━━━ Text provided
For this reason it is nothing less than infuriating to look at some of the textbooks that those of us at the bottom of the quantitative finance food chain have to read in order to make it through an interview and find that clearly worded warnings about all this are right there in black and white on the pages of these books. It makes me wonder whether people, including senior people, just read the books for the formulas and eschew the qualitative insight.

Follow me below the fold for some quotations that show that it needn't have been this way.


The first of the books I want to quote from is John C. Hull's Options, Futures and Other Derivatives. The last (30th) chapter of the book is called Derivatives mishaps and what we can learn from them. Clearly what can be learned has not been learned because the book says the following:

LESSONS FOR FINANCIAL INSTITUTIONS

...

Do not blindly trust models

Some of the large losses in Table 30.1 [Big losses by financial institutions] arose because of the models and computer systems being used. ...
━━━━━━
━━━ Material supplied
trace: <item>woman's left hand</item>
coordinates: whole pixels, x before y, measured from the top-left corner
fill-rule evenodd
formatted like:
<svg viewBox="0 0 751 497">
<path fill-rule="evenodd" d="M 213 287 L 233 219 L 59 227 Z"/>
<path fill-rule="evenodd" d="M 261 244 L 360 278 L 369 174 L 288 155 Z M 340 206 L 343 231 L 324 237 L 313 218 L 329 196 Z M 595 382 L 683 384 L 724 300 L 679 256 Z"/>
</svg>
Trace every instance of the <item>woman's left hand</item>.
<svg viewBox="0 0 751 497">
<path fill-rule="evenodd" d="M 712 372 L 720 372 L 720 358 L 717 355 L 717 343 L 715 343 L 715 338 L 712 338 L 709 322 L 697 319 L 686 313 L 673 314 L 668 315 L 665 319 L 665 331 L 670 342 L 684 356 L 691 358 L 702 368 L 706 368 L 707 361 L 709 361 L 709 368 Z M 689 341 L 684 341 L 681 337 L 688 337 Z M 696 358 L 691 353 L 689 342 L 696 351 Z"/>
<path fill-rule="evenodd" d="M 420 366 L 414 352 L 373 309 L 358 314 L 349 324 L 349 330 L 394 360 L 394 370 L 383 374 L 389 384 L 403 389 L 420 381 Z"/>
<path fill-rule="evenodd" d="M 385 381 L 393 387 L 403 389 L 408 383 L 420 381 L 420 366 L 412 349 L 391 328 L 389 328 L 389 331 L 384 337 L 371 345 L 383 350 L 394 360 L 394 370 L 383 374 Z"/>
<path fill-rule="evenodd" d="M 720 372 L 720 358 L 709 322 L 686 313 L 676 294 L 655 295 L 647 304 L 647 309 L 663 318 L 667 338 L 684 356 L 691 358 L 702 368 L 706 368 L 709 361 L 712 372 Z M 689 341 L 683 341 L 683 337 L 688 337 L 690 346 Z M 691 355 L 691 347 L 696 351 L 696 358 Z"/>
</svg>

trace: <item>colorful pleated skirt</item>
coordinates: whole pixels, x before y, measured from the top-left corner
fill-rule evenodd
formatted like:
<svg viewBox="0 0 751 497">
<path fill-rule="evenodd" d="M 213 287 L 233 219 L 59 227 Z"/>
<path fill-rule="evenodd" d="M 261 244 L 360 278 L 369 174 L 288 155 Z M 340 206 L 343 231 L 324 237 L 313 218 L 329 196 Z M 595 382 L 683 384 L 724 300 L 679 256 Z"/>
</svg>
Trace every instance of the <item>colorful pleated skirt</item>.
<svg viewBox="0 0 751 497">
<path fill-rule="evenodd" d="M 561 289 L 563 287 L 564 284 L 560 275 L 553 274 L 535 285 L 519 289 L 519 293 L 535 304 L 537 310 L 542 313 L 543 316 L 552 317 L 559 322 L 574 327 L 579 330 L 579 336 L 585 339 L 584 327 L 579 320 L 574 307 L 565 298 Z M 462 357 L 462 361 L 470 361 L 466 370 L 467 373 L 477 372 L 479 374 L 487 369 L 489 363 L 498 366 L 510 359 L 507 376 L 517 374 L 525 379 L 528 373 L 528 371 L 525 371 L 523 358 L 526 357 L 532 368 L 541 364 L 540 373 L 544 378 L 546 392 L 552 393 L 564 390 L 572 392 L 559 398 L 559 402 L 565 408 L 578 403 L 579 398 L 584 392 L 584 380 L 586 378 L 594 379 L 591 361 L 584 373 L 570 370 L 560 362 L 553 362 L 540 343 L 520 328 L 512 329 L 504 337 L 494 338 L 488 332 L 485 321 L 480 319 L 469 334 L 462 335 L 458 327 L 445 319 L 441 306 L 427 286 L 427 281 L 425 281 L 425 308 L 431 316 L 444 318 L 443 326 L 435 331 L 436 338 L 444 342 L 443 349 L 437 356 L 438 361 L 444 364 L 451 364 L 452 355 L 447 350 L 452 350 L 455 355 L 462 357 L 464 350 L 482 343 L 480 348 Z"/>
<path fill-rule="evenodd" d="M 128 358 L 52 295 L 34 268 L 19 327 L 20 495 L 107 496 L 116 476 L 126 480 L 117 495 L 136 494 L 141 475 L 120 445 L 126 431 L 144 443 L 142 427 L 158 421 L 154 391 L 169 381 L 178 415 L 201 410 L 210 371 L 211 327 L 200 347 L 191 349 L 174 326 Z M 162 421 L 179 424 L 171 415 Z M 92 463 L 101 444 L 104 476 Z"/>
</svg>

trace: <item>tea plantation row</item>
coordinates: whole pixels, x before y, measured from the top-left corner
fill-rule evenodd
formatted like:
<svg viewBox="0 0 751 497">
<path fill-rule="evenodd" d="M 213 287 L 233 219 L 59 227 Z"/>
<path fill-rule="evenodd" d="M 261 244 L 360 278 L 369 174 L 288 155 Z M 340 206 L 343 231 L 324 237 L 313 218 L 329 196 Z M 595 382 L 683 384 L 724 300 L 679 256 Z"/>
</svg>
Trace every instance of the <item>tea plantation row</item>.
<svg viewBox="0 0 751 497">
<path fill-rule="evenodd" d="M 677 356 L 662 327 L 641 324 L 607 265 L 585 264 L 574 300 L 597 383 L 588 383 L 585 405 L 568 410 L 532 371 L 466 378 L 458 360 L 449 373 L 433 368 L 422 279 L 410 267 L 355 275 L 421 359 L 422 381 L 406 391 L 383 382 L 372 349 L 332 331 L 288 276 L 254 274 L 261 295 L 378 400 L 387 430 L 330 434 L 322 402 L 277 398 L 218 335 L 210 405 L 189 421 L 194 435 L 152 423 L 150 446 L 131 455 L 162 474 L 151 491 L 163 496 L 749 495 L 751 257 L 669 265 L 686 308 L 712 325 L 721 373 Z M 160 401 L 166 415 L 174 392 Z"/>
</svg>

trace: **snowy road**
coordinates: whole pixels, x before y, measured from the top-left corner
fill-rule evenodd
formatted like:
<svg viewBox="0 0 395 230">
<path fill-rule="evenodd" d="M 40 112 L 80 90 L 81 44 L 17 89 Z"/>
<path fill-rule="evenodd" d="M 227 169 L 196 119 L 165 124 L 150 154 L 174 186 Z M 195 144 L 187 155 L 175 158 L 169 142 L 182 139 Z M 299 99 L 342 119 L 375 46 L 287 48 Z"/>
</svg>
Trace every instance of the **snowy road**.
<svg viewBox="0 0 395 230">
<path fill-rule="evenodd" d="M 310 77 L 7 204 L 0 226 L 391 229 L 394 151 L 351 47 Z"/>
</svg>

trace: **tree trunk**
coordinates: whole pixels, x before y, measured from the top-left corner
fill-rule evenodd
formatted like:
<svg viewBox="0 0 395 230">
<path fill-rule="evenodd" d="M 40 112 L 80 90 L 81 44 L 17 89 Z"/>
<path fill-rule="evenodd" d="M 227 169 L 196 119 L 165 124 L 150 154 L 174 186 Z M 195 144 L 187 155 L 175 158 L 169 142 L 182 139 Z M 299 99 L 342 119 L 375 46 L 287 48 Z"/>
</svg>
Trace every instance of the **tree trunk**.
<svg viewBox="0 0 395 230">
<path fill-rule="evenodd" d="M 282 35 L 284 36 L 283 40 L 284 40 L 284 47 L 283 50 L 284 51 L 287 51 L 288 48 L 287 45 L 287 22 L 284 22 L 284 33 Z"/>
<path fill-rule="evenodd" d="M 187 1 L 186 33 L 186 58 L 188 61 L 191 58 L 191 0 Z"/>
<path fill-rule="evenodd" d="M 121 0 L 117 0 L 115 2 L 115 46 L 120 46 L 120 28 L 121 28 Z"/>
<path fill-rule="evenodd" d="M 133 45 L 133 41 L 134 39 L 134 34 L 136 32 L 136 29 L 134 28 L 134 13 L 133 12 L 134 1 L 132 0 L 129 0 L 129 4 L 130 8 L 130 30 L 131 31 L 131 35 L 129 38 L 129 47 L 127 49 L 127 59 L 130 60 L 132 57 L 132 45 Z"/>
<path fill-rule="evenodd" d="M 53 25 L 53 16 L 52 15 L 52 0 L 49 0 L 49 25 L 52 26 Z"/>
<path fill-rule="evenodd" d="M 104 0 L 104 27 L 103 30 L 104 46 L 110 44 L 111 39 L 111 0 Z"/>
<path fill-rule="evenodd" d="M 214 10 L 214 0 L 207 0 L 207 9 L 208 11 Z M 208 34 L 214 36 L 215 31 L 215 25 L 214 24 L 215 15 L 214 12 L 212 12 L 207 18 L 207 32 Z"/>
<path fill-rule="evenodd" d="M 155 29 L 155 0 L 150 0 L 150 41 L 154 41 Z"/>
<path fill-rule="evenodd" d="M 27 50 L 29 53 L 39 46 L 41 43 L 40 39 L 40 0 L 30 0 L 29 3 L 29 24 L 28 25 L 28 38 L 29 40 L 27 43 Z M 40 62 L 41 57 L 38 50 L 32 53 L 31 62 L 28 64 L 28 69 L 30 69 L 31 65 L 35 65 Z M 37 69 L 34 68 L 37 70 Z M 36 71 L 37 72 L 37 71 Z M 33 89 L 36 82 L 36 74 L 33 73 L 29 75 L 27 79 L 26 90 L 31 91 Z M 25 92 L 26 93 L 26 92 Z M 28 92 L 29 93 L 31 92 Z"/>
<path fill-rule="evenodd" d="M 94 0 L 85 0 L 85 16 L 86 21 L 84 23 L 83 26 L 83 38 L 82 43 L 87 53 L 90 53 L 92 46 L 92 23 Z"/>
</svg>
━━━━━━
Work to do –
A: Shorten the paragraph of the finance textbook text that begins "For this reason it is nothing less than infuriating," keeping its main points.
B: Pick up the finance textbook text after its last sentence and carry it forward.

Outputs –
A: It is infuriating that the textbooks junior quantitative finance people must read to get through interviews plainly warn about all this. It makes one wonder whether readers, senior ones included, study the books only for the formulas and skip the qualitative insight.

B:
If large profits are being made by following relatively simple trading strategies, there is a good chance that the models underlying the calculations of profits are wrong. Similarly, if a financial institution appears to be particularly competitive on its quotes for a particular type of deal, there is a good chance that it is using a different model from other market participants, and it should analyze what is going on carefully. ...

Be conservative in recognizing inception profits

When a financial institution sells a highly exotic instrument to a nonfinancial corporation, the valuation can be highly dependent on the underlying model. ... In these circumstances, a phrase used to describe the daily marking to market of the deal is marking to model. This is because there are no market prices for similar deals that can be used as a benchmark.

Suppose that a financial institution manages to sell an instrument to a client for $10M more than it is worth—or at least $10M more than the model says it is worth. The $10M is known as inception profit. When should it be recognized? ... Some [investment banks] recognize the $10M immediately, whereas others are much more conservative and recognize it slowly over the life of the deal.

Recognizing inception profits immediately is very dangerous. It encourages traders to use aggressive models, take their bonuses, and leave before themodel and the value of the deal come under close scrutiny. ...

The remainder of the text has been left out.